**Page extract**
I needed that vision, though. I needed that drive for accomplishment or I would have rotted away in prison, so I made my plan. I knew what I had to do; I knew how to discipline my mind with the right things. The last thing I wanted to be was docile. The administration had assigned me to the gym because they wanted me to keep in shape, but then they locked me out because they thought I was involved in the drug trade in prison. But I wasn’t. I was only smuggling in my hair grease. I wanted to get high in prison but I didn’t because I was on a mission to get the belt back.
So I mainly did running and calisthenics to get into shape. I’d run in the yard in the morning, then do a lot of cardio work, jumping rope and push-ups and sit-ups. I had gotten letters from two former boxers who were in prison—Rubin “Hurricane” Carter and James Scott, who actually fought the majority of his fights while he was in Rahway State Prison. Scott wrote to me that I wouldn’t be shit until I could do “a hundred push-ups in the clip.” That was street-gang talk, a gun clip that could hold a hundred bullets. I couldn’t do it at first, but I practiced and practiced and finally I wrote him back, “I got a hundred in the clip.”

Dataset records:

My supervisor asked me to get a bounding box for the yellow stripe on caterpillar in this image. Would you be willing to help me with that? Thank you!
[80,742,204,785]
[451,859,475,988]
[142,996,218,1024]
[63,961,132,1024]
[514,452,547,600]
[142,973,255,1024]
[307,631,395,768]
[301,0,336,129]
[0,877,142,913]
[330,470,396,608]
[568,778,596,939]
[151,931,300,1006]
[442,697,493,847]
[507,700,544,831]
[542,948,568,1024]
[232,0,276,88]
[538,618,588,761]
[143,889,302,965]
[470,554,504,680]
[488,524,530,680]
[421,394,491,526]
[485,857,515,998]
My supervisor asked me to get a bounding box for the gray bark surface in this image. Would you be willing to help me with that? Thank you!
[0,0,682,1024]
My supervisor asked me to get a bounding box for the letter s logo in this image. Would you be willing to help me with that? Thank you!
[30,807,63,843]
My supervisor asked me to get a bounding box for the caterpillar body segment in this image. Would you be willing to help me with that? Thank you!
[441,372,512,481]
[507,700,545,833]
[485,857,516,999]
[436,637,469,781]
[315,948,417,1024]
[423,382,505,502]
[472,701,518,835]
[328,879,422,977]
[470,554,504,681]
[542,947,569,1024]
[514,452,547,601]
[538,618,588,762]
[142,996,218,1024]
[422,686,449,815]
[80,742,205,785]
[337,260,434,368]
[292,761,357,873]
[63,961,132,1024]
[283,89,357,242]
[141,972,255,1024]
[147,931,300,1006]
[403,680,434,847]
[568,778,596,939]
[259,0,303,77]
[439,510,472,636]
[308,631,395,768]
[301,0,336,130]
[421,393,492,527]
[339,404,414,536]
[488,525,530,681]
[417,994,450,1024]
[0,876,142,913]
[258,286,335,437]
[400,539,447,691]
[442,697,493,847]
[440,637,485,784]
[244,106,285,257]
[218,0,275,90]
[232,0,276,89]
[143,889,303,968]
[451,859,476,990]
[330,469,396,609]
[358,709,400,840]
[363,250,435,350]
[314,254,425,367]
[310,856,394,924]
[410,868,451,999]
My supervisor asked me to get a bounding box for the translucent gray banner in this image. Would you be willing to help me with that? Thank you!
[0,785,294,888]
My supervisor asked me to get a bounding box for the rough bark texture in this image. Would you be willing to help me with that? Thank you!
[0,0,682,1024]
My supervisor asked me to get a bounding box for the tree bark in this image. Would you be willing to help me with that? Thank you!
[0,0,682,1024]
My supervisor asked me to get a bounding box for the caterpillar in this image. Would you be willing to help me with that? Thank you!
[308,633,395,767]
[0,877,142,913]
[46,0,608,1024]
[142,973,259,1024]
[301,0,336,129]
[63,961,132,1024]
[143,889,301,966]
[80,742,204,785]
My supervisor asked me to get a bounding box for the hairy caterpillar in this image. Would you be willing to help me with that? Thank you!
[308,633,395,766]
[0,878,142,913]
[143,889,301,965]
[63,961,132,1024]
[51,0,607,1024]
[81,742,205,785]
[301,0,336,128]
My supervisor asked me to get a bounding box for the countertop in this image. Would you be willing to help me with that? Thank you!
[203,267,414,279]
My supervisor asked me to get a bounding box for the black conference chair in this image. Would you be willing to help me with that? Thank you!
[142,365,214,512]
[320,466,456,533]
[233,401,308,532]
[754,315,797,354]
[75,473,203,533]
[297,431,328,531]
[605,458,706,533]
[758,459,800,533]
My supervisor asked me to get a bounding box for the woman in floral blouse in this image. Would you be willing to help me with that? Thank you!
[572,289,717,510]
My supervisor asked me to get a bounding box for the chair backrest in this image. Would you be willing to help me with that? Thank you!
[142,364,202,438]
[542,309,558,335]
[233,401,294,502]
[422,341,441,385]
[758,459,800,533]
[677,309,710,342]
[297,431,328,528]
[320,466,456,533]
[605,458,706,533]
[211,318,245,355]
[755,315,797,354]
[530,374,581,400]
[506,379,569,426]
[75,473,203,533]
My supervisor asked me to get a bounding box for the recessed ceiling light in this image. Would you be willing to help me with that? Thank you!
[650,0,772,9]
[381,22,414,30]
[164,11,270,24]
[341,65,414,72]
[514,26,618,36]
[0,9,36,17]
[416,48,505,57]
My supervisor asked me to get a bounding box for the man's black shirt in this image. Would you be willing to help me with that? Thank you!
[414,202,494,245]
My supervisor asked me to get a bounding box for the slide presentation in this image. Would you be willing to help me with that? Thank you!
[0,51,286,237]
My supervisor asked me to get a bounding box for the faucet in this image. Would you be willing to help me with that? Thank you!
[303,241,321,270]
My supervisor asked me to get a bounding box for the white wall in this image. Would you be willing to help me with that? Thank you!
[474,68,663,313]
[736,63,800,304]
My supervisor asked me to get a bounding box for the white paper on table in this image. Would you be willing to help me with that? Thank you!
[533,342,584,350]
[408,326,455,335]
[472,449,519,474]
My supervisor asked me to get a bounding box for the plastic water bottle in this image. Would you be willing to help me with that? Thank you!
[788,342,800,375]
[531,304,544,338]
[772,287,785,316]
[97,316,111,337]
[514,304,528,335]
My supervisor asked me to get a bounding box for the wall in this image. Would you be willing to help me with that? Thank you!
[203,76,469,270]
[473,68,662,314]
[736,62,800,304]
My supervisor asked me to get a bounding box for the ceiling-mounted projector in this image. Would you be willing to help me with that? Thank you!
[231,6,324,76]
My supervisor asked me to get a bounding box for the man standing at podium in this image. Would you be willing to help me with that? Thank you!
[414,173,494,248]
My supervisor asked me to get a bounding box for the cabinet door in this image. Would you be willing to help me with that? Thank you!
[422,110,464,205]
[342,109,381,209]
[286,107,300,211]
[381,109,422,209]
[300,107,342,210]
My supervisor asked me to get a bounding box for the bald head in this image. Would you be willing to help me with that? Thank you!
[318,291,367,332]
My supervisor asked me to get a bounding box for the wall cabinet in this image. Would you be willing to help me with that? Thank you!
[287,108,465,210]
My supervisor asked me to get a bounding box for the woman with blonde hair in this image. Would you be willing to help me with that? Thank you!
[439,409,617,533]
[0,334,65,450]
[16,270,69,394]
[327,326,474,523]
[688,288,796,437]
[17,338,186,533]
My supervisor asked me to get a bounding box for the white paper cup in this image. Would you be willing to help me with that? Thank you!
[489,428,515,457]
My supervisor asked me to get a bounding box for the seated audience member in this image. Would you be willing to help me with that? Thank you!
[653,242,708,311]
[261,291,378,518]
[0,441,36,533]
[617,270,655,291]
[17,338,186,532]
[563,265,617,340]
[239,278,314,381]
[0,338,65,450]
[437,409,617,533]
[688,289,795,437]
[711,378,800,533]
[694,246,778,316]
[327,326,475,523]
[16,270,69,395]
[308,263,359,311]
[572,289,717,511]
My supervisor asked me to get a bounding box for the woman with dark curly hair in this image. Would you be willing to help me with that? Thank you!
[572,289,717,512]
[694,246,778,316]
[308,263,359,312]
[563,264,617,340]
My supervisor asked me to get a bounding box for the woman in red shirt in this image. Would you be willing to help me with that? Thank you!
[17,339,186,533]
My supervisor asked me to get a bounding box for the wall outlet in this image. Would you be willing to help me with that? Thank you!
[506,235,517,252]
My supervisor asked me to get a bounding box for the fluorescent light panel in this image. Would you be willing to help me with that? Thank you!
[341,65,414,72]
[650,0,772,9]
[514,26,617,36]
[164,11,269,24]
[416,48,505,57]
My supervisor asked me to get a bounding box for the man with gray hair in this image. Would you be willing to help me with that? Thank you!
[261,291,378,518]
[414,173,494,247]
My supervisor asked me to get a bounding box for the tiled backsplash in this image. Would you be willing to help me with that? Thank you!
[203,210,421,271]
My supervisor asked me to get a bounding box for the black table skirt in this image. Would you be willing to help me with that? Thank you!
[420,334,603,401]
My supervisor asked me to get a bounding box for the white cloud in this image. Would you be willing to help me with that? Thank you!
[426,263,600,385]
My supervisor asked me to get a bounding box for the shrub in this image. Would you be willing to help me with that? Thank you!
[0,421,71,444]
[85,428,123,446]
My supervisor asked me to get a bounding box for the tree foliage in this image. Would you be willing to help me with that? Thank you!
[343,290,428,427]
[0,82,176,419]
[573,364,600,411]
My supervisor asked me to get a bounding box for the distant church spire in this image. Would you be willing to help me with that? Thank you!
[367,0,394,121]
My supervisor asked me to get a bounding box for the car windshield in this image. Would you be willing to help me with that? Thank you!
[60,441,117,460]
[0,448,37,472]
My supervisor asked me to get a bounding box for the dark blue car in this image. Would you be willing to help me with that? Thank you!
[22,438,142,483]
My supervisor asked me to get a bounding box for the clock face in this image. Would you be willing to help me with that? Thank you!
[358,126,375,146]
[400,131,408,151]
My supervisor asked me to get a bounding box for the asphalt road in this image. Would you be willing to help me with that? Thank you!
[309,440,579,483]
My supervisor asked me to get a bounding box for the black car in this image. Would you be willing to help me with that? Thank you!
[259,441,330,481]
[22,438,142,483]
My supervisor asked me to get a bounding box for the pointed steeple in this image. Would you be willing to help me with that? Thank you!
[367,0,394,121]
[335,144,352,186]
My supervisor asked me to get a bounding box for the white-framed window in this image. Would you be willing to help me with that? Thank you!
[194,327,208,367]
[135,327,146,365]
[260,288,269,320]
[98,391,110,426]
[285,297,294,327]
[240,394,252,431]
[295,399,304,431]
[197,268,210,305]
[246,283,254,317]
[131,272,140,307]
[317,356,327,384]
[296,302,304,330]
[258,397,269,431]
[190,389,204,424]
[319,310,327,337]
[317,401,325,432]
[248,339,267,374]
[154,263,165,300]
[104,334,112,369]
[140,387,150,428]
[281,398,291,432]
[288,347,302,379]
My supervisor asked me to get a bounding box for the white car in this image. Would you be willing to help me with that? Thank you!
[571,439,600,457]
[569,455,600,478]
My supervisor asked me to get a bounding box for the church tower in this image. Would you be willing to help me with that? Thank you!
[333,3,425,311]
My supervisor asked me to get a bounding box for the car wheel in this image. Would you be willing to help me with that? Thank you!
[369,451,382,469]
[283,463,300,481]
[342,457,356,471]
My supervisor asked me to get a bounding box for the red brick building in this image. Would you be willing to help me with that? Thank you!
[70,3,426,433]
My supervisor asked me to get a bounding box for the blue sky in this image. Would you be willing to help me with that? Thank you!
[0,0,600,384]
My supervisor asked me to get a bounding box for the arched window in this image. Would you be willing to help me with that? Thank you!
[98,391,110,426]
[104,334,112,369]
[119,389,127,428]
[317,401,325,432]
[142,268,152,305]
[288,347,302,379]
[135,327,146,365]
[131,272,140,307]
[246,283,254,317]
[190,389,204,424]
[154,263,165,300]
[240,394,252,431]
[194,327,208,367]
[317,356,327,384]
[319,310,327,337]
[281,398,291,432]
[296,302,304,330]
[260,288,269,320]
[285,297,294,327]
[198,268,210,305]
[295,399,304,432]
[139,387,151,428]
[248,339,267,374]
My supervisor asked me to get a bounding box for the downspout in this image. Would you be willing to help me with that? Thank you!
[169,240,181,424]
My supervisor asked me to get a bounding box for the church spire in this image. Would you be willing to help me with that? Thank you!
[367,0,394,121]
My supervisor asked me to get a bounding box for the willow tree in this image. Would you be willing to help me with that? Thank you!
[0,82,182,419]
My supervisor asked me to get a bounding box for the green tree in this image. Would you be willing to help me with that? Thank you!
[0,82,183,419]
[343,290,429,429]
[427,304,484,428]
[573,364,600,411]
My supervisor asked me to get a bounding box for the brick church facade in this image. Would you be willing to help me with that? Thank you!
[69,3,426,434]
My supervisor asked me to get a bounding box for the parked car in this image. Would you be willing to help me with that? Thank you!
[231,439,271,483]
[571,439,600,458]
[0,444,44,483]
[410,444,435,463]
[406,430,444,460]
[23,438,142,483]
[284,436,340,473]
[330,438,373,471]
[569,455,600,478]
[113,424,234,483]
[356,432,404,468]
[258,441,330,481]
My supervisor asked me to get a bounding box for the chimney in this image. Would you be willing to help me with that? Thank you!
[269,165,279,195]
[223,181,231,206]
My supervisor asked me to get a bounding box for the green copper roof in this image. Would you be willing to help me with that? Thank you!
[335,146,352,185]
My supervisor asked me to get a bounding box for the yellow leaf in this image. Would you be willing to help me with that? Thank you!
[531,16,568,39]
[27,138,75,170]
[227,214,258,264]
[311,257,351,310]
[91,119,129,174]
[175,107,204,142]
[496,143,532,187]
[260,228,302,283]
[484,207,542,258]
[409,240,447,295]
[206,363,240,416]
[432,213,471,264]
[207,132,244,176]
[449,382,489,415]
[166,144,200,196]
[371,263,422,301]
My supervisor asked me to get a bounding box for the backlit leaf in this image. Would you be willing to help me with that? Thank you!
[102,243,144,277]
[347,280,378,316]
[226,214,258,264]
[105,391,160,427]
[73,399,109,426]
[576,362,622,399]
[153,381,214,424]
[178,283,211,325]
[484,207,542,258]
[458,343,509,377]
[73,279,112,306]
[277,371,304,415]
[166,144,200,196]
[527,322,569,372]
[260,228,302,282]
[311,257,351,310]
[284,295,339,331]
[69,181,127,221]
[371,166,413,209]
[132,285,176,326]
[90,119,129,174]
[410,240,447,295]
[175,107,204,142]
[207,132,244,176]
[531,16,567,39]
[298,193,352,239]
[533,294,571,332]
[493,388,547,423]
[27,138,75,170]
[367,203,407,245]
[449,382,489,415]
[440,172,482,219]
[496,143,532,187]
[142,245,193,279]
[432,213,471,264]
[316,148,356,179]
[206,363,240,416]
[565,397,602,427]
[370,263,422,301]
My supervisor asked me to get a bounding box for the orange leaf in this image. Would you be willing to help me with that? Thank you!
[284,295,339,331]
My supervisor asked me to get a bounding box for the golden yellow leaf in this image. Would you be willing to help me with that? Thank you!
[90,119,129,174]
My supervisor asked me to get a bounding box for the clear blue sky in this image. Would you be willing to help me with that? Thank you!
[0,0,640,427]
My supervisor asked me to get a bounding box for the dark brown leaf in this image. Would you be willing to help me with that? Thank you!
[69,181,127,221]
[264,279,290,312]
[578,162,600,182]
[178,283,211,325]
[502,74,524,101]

**Directives**
1) In the prison memoir passage, change "the gym" to "the library" and reproduce the section that begins with the words "I needed that vision, though." and ends after "the belt back.".
2) Recast the dataset rows from the line containing "for the asphalt" through the line containing "[335,144,352,186]" as a Markdown table with the columns No. and Line, numbering each line and omitting any blank lines.

**Results of the exercise**
1)
I needed that vision, though. I needed that drive for accomplishment or I would have rotted away in prison, so I made my plan. I knew what I had to do; I knew how to discipline my mind with the right things. The last thing I wanted to be was docile. The administration had assigned me to the library because they wanted me to keep in shape, but then they locked me out because they thought I was involved in the drug trade in prison. But I wasn’t. I was only smuggling in my hair grease. I wanted to get high in prison but I didn’t because I was on a mission to get the belt back.

2)
| No. | Line |
|---|---|
| 1 | My supervisor asked me to get a bounding box for the asphalt road in this image. Would you be willing to help me with that? Thank you! |
| 2 | [309,440,579,483] |
| 3 | My supervisor asked me to get a bounding box for the black car in this image. Would you be willing to help me with that? Thank you! |
| 4 | [259,441,330,481] |
| 5 | [22,438,142,483] |
| 6 | My supervisor asked me to get a bounding box for the pointed steeple in this image. Would you be willing to help me with that? Thank you! |
| 7 | [367,0,394,121] |
| 8 | [335,144,352,186] |